• BRIEF:
Please reproduce the records between the lines holding "Target: desk surface" and "(1242, 562)", inclusive, with the request lines kept in. Shift every coordinate pair by adding 25 to both of its numbers.

• AVAILABLE DATA:
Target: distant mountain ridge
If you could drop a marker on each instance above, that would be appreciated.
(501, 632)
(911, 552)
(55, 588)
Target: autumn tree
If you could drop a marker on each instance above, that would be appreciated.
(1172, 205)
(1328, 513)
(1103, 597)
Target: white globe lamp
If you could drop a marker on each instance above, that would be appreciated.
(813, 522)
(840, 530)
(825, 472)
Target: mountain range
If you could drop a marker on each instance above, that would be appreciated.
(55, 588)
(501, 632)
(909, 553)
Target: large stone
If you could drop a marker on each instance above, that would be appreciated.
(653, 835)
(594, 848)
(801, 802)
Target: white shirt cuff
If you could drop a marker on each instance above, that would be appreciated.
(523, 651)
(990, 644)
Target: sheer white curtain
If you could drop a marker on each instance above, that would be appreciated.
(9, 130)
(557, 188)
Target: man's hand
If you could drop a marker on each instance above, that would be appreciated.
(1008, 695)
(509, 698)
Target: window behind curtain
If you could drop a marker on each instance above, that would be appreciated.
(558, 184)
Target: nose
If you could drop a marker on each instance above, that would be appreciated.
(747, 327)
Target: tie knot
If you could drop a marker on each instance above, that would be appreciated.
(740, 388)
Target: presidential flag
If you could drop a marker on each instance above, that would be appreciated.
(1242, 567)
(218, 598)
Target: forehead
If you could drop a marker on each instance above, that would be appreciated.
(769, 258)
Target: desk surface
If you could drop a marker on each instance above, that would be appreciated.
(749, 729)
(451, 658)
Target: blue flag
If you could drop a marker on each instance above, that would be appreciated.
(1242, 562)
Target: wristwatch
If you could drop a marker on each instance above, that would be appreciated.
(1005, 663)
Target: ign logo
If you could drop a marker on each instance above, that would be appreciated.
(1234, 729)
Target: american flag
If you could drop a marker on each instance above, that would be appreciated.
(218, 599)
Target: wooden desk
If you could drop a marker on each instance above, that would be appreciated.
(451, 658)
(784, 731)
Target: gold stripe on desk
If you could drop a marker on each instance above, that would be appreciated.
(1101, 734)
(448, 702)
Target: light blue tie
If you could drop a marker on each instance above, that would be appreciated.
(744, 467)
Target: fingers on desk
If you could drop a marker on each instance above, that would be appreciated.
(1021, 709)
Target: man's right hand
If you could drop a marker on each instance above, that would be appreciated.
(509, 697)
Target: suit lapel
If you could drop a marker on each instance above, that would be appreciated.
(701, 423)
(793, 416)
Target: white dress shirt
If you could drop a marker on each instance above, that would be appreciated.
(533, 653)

• FINAL RESULT:
Target: desk surface
If you could drop a marker on each instance above, that would be appreciated.
(774, 754)
(476, 683)
Target: blue flag
If you could drop a marker on each instance above, that would be appreciated.
(1267, 587)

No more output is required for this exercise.